Background

This notebook is the result of some exploration and analysis that took place at the Toronto Public Library TOProsperity hackathon.

The challenge for the day was: How can we use information from annual tax records to better understand patterns of income across neighbourhoods in Toronto?

The data used was T1FF Neighbourhood Income and Demographics Tables, by Neighbourhood.

More info can be found at the following links:

TPL challenges

T1 family file info

I chose to map out the economic dependency ratio by neighbourhood since it seemed to a tractable task for the day and could provide a good overview of earned income as compared to social benefits received.

  • Economic Dependency Ratio (EDR):

Is the sum of transfer payment dollars received as benefits in a given area, compared to every $100 of employment income for that same area. For example, where a table shows an Employment Insurance (EI) dependency ratio of 4.69, it means that $4.69 in EI benefits were received for every $100 of employment income for the area.

Explore and clean the CRA data from the T1FF data

import pandas as pd
import numpy as np
import geopandas as gpd
import matplotlib.pyplot as plt
import seaborn as sns
import pysal as ps
%matplotlib inline
df = pd.read_csv('./data/T1FF-F2010-2014.csv', low_memory=False)
subset = df[(df.Year == '2012') & (df.Table.isin(['F-7','F-8'])) & (df.Attribute.str.contains('EDR'))]
#creating 2 subsets of data from CRA, those for Couple families (table F7) and those from lone parent families (table F8)
CF_subset = df[(df.Year == '2014') & (df.Table.isin(['F-7'])) & (df.Attribute.str.contains('· Government transfers · EDR'))]
LP_subset = df[(df.Year == '2014') & (df.Table.isin(['F-8'])) & (df.Attribute.str.contains('· Government transfers · EDR'))]
CF_subset.Attribute.unique()
array(['Couple families · Government transfers · EDR',
       'Male Partners in Couple Families · Government transfers · EDR',
       'Female Partners in Couple Families · Government transfers · EDR',
       'Children in CFF · Government transfers · EDR',
       'All persons · Government transfers · EDR'], dtype=object)
LP_subset.Attribute.unique()

________________

Could you continue the notebook on Toronto's economic dependency ratio from its last line?

» **Provided records**
________________

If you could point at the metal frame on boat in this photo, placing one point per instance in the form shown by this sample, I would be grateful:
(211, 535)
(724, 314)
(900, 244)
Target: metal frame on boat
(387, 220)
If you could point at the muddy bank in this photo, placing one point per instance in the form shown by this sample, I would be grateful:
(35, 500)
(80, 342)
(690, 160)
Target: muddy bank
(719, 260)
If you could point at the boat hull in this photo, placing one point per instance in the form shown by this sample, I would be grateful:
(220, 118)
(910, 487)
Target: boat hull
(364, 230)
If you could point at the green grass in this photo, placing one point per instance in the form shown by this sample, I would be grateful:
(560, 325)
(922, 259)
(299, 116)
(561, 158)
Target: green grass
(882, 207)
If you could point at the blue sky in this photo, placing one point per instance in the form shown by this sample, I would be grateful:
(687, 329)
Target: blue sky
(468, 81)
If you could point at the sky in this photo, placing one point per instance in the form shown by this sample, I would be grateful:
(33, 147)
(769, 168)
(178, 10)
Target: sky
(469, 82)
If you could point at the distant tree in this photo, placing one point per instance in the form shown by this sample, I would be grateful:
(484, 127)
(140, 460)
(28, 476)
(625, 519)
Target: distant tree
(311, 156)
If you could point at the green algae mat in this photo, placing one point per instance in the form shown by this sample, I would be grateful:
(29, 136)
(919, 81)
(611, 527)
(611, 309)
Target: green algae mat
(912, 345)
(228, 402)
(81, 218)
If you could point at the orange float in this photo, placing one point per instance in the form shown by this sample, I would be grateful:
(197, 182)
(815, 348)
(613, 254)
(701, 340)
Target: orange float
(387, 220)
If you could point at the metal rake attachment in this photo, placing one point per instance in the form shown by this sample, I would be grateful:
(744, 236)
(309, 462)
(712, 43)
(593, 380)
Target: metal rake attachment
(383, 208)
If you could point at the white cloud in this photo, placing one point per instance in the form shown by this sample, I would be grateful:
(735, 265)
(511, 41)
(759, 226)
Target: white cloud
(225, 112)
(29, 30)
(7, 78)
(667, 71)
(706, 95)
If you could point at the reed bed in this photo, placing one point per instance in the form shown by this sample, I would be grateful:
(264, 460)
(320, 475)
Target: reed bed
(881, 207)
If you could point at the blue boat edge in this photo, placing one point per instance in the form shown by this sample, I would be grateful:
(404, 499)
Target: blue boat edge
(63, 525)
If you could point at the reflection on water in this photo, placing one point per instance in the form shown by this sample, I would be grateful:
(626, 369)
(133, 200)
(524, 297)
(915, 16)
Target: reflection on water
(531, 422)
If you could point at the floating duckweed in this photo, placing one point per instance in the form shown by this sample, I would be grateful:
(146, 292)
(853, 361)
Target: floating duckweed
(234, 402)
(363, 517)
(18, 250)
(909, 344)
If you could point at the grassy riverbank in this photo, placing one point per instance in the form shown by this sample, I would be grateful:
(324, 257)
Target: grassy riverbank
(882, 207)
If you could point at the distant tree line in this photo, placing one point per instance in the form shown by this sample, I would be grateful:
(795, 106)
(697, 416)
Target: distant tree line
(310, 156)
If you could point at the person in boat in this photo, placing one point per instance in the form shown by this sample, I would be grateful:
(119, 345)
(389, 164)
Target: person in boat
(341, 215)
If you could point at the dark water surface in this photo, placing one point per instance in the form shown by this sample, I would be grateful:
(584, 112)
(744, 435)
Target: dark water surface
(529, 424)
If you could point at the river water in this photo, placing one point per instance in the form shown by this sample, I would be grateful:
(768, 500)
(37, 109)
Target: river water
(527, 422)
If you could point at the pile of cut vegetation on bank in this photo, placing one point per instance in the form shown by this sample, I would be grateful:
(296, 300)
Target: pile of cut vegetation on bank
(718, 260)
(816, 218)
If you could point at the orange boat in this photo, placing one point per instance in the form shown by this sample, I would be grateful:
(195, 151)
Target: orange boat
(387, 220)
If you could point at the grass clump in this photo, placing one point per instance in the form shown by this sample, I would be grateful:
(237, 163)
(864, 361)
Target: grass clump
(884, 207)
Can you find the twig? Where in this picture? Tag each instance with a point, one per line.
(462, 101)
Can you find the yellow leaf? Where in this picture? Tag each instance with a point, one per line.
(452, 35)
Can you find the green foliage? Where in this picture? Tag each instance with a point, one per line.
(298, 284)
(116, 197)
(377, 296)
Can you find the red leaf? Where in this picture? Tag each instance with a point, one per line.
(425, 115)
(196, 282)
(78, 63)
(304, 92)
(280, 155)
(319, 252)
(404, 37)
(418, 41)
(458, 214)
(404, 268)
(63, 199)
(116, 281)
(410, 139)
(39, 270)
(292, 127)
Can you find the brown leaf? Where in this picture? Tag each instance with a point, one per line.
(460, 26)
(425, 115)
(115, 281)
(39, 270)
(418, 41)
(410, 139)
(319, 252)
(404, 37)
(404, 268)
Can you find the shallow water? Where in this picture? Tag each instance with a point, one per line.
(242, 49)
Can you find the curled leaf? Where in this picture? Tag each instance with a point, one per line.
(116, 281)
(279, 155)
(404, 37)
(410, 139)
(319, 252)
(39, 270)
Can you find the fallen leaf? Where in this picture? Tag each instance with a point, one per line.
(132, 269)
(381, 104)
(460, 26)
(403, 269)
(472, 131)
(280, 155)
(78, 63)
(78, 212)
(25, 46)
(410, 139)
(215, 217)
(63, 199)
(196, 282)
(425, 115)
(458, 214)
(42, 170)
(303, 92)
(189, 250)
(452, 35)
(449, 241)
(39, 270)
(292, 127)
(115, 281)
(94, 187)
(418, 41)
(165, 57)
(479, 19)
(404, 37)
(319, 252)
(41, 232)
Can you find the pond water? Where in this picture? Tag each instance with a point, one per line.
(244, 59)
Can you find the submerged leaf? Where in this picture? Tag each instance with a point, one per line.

________________

» **Final result**
array(['Lone-parent families · Government transfers · EDR',
       'Parents in LPF · Government transfers · EDR',
       'Children in LPF · Government transfers · EDR',
       'Non-family persons · Government transfers · EDR',
       'All persons · Government transfers · EDR'], dtype=object)
CF_subset = CF_subset.drop(['Year', 'Table'], axis=1)
LP_subset = LP_subset.drop(['Year', 'Table'], axis=1)
long_EDR_CF = CF_subset.T
long_EDR_LP = LP_subset.T
long_EDR_CF.columns = long_EDR_CF.loc['Attribute']
long_EDR_LP.columns = long_EDR_LP.loc['Attribute']
long_EDR_CF.drop(['Attribute'], inplace=True)
long_EDR_LP.drop(['Attribute'], inplace=True)
long_EDR_CF.reset_index(inplace=True)
long_EDR_CF.rename(columns={'index': 'neighbourhood'}, inplace=True)

long_EDR_LP.reset_index(inplace=True)
long_EDR_LP.rename(columns={'index': 'neighbourhood'}, inplace=True)
long_EDR_CF.head(3)
Attribute neighbourhood Couple families · Government transfers · EDR Male Partners in Couple Families · Government transfers · EDR Female Partners in Couple Families · Government transfers · EDR Children in CFF · Government transfers · EDR All persons · Government transfers · EDR
0 Agincourt North 21.9 20.2 33 5.4 26.8
1 Agincourt South-Malvern West 19.6 18.5 28.4 5.2 24.1
2 Alderwood 11.5 10.7 14.1 6.2 16
total = long_EDR_CF.merge(long_EDR_LP[['neighbourhood', 'Lone-parent families · Government transfers · EDR']], on='neighbourhood')
cols = ['neighbourhood', 'Couple families · Government transfers · EDR',
        'Lone-parent families · Government transfers · EDR', 'All persons · Government transfers · EDR']
EDR_df = total[cols]
EDR_df.head(2)
Attribute neighbourhood Couple families · Government transfers · EDR Lone-parent families · Government transfers · EDR All persons · Government transfers · EDR
0 Agincourt North 21.9 35.1 26.8
1 Agincourt South-Malvern West 19.6 37 24.1
cols = {'Couple families · Government transfers · EDR': 'couple_fam',
        'Lone-parent families · Government transfers · EDR': 'lone_parent',
        'All persons · Government transfers · EDR': 'all_persons'}

EDR_df.rename(columns=cols, inplace=True)
EDR_df.head()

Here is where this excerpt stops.